How to complete this task:
Scan the lines below; pull out those with "rooftop".

Point localization data:
● ● ● ● ●
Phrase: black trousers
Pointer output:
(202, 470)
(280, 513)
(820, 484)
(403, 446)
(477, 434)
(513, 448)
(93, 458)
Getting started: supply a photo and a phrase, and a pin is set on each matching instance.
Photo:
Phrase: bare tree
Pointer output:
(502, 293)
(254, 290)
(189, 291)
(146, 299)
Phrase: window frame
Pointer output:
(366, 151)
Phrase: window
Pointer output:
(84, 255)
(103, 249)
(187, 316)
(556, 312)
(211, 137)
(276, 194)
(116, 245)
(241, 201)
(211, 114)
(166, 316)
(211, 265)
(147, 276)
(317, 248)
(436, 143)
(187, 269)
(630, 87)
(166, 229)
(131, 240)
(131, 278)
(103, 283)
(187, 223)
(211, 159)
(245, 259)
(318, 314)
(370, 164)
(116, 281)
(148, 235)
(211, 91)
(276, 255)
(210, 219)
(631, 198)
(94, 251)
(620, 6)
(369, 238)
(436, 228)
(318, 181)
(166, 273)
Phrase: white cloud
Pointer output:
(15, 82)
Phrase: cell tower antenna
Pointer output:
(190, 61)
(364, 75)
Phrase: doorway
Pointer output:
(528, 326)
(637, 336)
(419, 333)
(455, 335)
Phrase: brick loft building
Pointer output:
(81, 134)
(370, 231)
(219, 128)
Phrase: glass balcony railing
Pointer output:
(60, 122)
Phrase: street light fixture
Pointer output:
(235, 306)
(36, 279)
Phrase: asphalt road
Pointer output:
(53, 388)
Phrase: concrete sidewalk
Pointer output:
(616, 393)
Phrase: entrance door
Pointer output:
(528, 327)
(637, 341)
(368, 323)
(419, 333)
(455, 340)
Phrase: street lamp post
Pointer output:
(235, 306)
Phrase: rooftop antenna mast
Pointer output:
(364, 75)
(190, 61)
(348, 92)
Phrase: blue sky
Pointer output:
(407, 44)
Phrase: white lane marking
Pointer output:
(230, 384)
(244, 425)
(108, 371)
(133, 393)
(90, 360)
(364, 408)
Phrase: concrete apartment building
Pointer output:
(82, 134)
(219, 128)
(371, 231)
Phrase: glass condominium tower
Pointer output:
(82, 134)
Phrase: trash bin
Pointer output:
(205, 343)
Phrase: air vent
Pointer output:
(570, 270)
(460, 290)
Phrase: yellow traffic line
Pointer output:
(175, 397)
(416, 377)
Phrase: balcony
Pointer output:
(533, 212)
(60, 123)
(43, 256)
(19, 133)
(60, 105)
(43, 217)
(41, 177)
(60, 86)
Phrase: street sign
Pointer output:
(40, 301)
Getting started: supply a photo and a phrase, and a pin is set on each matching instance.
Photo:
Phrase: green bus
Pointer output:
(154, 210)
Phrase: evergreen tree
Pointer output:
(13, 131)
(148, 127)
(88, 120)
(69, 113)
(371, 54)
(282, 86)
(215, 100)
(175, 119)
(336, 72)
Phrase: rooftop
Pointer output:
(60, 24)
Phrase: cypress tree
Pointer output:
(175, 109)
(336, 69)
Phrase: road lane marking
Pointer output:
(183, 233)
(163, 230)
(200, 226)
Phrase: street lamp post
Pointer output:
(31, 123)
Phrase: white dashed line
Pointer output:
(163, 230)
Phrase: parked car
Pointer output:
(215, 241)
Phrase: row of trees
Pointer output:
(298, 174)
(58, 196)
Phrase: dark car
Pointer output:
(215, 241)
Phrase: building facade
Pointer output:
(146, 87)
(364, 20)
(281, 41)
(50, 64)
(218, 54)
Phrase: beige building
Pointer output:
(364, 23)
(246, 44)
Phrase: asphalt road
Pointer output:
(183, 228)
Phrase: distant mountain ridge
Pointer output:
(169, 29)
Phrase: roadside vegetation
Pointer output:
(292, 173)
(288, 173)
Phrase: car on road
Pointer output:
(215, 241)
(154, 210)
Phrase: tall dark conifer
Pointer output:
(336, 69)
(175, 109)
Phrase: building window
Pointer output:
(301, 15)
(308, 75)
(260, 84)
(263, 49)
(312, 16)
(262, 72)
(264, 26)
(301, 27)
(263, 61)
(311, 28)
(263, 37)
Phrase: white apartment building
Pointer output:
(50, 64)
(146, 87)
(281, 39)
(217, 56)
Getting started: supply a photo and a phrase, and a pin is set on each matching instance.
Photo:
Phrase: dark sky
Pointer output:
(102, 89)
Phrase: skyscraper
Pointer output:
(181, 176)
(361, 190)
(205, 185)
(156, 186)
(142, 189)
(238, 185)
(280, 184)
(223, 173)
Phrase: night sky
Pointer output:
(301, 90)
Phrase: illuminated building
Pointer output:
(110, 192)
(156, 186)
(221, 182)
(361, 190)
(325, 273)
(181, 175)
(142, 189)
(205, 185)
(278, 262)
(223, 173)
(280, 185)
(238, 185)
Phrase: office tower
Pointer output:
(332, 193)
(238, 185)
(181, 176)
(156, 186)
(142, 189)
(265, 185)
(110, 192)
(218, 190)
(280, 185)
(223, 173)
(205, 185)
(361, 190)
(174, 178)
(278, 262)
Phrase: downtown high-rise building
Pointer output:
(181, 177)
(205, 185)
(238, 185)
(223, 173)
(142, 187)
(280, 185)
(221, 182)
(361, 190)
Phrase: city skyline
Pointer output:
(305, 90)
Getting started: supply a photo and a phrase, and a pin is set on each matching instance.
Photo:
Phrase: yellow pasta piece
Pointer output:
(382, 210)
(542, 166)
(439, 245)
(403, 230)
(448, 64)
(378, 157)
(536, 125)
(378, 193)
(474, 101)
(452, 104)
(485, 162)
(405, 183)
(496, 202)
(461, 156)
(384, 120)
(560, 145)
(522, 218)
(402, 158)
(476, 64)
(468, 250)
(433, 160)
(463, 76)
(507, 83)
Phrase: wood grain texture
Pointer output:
● ● ● ● ●
Expected answer:
Phrase: rooftop antenna mast
Phrase: rooftop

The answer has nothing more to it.